Pasaje mostrado →

========================================

En el ocaso de las revoluciones van dejando las ideas de ser
un factor histórico primario, como no lo eran tampoco en la edad tradicionalista.
EPÍLOGO SOBRE EL ALMA DESILUSIONADA
El tema de este ensayo se reducía a
intentar una definición del espíritu revolucionario y anunciar su fenecimiento
en Europa. Pero he dicho al comienzo
que ese espíritu es tan sólo un estadio de la órbita que recorre todo gran
ciclo histórico. Le precede un alma
tradicionalista, le sigue un alma mística, más exactamente, supersticiosa. Tal vez el lector sienta alguna curiosidad
por conocer qué sea esa alma supersticiosa en que desemboca el período de las
revoluciones. Pero acaece que no es
posible hablar sobre el asunto de otro modo que largamente. Las épocas post-revolucionarias, tras una
hora muy fugaz de aparente esplendor, son tiempos de decadencia. Y las decadencias, como los nacimientos, se
envuelven históricamente en la tiniebla y el silencio. La historia practica un extraño pudor que le
hacer correr un velo piadoso sobre la imperfección de los comienzos y la
fealdad de las declinaciones nacionales.

========================================

Entradas extraídas →
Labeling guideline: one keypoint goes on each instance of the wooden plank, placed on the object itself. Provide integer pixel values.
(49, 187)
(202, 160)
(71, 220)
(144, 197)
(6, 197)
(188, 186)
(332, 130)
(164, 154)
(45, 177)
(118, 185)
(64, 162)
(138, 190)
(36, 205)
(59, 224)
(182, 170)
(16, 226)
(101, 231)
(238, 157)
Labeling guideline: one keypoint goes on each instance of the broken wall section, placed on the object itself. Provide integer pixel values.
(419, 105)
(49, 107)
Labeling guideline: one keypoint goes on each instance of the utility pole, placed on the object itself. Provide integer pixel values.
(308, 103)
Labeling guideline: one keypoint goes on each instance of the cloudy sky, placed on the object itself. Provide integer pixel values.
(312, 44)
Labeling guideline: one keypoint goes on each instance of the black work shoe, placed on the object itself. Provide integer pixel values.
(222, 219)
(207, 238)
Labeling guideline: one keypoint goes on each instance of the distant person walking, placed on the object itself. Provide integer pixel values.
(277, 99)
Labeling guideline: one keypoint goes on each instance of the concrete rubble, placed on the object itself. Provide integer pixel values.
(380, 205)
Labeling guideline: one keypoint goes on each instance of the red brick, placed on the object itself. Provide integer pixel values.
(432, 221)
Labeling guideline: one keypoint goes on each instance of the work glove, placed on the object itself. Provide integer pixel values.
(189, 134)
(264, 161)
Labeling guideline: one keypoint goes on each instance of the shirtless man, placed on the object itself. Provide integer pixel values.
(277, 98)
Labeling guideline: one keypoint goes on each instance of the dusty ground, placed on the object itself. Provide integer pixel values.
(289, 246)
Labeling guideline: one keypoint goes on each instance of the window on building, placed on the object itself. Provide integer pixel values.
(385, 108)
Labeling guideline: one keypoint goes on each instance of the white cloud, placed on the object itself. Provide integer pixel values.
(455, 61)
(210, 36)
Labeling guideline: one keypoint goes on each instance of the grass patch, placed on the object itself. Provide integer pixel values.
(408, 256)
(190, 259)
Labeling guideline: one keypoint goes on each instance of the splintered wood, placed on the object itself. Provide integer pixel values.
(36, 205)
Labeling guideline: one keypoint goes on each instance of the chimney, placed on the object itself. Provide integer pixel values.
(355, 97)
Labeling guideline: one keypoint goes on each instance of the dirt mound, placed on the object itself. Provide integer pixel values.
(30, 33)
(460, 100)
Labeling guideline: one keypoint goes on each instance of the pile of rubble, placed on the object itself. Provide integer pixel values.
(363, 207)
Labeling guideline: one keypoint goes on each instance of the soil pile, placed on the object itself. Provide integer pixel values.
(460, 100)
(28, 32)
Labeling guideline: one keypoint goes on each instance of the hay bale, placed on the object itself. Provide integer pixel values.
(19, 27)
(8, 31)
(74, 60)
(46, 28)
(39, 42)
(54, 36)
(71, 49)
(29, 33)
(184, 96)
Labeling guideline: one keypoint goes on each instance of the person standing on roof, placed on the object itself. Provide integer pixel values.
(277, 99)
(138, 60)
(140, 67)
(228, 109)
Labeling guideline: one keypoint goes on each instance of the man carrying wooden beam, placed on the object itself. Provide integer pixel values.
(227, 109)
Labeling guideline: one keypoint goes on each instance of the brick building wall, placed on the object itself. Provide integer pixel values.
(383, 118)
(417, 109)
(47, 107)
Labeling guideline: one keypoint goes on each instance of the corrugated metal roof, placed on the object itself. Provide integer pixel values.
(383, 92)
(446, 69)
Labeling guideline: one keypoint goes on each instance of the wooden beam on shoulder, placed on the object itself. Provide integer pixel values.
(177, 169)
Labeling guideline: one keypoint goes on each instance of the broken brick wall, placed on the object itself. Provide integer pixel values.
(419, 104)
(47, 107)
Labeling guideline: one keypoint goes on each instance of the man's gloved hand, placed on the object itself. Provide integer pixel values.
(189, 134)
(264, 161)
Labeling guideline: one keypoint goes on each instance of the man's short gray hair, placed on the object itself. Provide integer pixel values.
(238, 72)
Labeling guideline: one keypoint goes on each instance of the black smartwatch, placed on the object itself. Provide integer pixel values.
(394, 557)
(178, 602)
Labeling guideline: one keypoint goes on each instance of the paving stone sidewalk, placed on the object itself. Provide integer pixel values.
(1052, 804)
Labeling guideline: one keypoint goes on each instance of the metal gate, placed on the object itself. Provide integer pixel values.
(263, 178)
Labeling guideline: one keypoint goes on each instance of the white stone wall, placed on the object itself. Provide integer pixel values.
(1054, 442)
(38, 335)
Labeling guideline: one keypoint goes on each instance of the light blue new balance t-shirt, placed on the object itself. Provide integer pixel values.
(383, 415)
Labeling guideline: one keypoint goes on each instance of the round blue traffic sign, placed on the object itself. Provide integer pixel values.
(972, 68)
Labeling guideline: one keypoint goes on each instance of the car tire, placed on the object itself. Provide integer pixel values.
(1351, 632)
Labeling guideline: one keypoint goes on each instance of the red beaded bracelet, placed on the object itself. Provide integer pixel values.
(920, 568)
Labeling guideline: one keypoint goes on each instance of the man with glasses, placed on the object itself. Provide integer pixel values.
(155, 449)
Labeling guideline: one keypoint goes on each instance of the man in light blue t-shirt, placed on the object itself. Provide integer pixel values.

========================================

Reproduce íntegramente y de forma literal el pasaje sobre el ocaso de las revoluciones, desde su primera línea hasta la última.

En el ocaso de las revoluciones van dejando las ideas de ser
un factor histórico primario, como no lo eran tampoco en la edad tradicionalista.
EPÍLOGO SOBRE EL ALMA DESILUSIONADA
El tema de este ensayo se reducía a
intentar una definición del espíritu revolucionario y anunciar su fenecimiento
en Europa. Pero he dicho al comienzo
que ese espíritu es tan sólo un estadio de la órbita que recorre todo gran
ciclo histórico. Le precede un alma
tradicionalista, le sigue un alma mística, más exactamente, supersticiosa. Tal vez el lector sienta alguna curiosidad
por conocer qué sea esa alma supersticiosa en que desemboca el período de las
revoluciones. Pero acaece que no es
posible hablar sobre el asunto de otro modo que largamente. Las épocas post-revolucionarias, tras una
hora muy fugaz de aparente esplendor, son tiempos de decadencia. Y las decadencias, como los nacimientos, se
envuelven históricamente en la tiniebla y el silencio. La historia practica un extraño pudor que le
hacer correr un velo piadoso sobre la imperfección de los comienzos y la
fealdad de las declinaciones nacionales.